(Excerpts from a dataset)
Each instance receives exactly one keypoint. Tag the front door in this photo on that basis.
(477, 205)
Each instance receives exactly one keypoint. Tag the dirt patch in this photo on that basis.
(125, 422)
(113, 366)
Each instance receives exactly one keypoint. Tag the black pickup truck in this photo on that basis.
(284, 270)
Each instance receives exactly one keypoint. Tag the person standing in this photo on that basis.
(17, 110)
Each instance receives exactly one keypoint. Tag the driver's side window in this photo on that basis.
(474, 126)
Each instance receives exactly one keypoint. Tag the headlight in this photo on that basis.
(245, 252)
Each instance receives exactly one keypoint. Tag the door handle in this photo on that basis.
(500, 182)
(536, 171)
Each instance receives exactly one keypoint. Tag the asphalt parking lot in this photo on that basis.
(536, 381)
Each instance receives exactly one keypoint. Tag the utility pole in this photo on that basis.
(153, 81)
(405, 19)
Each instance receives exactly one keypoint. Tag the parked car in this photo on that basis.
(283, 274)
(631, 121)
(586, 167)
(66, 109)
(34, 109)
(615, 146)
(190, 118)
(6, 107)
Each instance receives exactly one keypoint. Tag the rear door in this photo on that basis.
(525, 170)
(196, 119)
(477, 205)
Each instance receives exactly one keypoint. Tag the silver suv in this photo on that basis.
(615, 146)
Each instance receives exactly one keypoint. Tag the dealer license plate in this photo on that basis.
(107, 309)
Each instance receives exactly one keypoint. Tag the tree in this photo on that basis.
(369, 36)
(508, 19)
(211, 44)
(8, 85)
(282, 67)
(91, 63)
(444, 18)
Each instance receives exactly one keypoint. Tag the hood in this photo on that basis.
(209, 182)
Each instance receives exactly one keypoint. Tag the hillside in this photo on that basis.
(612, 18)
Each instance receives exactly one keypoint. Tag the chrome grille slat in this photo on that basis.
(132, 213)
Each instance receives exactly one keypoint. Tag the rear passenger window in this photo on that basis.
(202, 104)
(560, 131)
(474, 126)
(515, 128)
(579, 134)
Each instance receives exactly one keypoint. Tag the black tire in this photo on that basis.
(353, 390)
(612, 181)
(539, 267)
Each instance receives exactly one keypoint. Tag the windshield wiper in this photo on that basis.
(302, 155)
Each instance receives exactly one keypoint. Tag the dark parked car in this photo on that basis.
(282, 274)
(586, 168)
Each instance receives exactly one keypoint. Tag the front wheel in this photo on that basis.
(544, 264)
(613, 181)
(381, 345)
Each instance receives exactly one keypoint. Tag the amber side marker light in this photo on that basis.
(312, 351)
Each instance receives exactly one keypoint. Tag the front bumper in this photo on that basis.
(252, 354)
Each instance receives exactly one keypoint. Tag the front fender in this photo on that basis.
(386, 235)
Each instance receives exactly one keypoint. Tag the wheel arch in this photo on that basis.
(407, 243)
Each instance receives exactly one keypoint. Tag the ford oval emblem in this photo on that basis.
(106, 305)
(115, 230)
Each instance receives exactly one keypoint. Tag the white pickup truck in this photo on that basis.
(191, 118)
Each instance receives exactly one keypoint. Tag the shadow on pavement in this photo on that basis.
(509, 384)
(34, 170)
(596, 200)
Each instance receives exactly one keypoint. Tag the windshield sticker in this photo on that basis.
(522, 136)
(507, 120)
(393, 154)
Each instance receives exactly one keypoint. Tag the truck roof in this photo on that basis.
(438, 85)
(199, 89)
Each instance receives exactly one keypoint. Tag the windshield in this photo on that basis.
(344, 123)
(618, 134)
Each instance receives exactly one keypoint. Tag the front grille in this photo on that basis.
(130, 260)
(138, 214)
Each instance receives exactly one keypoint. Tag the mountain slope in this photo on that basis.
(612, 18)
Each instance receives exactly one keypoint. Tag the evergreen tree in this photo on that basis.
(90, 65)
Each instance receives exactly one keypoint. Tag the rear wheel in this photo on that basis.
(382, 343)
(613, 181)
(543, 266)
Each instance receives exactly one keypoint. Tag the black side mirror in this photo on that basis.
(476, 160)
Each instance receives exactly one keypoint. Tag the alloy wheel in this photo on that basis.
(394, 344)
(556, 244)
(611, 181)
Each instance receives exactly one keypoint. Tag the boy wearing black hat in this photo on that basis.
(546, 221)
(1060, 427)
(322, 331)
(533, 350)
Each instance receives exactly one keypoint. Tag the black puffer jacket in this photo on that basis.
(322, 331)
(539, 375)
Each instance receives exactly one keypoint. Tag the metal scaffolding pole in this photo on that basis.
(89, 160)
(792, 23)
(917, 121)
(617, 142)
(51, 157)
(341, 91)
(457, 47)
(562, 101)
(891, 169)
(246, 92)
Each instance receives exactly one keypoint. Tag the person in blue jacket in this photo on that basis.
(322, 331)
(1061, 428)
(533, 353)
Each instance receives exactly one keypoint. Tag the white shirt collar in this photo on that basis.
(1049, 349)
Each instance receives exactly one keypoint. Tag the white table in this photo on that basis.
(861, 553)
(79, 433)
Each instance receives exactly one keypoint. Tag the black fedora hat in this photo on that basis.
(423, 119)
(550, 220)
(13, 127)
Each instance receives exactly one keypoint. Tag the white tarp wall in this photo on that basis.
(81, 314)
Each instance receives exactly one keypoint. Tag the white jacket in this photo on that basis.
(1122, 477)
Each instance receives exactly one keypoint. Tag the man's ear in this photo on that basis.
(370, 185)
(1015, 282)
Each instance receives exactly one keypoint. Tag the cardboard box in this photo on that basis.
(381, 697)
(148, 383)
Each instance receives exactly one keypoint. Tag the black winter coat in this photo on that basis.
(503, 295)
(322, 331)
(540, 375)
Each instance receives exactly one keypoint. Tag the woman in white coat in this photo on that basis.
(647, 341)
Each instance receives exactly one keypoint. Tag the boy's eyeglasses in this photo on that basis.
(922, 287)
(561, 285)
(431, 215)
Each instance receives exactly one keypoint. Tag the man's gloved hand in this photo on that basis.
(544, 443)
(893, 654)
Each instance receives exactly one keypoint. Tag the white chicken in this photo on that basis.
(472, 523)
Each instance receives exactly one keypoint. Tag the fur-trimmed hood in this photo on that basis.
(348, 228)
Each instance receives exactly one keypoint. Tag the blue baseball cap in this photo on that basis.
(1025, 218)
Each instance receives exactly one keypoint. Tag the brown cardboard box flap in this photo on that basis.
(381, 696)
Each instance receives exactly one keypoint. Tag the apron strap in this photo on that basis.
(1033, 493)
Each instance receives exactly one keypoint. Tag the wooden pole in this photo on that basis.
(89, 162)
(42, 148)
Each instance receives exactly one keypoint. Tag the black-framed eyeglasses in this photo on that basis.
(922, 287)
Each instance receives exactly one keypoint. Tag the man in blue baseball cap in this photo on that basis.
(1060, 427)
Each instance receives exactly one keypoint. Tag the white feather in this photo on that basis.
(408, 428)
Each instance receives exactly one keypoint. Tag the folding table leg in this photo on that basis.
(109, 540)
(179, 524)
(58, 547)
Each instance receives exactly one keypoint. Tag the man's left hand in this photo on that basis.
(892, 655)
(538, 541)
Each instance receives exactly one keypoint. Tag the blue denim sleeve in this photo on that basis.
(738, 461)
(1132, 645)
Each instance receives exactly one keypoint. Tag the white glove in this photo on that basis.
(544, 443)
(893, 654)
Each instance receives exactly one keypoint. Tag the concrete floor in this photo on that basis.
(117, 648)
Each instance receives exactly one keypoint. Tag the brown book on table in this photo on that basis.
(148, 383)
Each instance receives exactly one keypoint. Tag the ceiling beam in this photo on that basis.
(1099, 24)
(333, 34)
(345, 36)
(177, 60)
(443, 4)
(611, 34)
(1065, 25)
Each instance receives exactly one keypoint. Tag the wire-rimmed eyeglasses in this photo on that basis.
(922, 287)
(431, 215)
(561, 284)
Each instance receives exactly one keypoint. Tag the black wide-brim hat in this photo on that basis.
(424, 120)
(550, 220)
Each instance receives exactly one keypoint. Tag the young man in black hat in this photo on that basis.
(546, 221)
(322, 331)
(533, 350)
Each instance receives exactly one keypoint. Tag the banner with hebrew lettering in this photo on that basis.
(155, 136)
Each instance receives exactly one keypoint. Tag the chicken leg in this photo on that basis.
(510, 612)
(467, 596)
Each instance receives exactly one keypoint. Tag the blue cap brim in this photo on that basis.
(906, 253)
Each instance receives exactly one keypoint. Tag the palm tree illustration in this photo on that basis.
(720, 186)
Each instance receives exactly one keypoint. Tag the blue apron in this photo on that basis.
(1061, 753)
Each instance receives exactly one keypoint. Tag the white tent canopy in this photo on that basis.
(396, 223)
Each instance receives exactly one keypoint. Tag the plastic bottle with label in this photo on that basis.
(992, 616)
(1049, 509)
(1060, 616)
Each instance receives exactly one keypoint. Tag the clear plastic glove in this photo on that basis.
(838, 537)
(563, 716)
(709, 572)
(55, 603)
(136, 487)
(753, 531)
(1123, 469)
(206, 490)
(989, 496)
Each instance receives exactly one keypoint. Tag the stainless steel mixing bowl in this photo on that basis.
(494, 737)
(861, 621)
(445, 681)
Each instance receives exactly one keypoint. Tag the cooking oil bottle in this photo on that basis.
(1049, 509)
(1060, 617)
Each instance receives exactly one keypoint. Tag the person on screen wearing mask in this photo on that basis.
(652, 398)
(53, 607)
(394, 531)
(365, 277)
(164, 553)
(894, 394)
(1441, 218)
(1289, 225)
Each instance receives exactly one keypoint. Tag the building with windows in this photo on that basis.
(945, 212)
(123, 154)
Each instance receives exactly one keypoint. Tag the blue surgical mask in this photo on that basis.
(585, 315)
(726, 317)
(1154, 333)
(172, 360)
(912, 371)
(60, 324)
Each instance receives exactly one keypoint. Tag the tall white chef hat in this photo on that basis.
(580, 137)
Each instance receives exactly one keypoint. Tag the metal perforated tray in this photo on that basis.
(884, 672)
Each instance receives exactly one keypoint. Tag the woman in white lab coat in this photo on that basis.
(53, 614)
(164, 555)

§ **Work to complete**: Would you retype the lines of the data above, from the one holding "Each instance receives exactly one keypoint. Tag the cooking" through its final line, exactly and without adding any other line?

§ **Solution to this task**:
Each instance receives exactly one keypoint. Tag the cooking oil bottle in this photo on that basis.
(1049, 509)
(1060, 617)
Each instance receives exactly one keypoint. Tag the person on screen wearing mask in this photo on that basis.
(652, 398)
(53, 607)
(394, 531)
(365, 277)
(164, 553)
(894, 394)
(1441, 218)
(1289, 225)
Each instance receives exactly one keypoint. Tag the building with windows in this photo on that basis.
(945, 212)
(123, 154)
Each instance receives exactly one keypoint. Tag the blue surgical mask in this photo on that basis.
(585, 315)
(726, 317)
(1154, 333)
(172, 360)
(912, 371)
(60, 324)
Each instance receives exactly one keypoint. Tag the tall white chef hat in this photo on that basis.
(580, 137)
Each instance receives exactly one keypoint. Tag the metal perforated tray in this photo on that basis.
(884, 672)
Each instance receives exactly one keypoint. Tag the woman in white lab coat in this photo on that basis.
(53, 614)
(164, 555)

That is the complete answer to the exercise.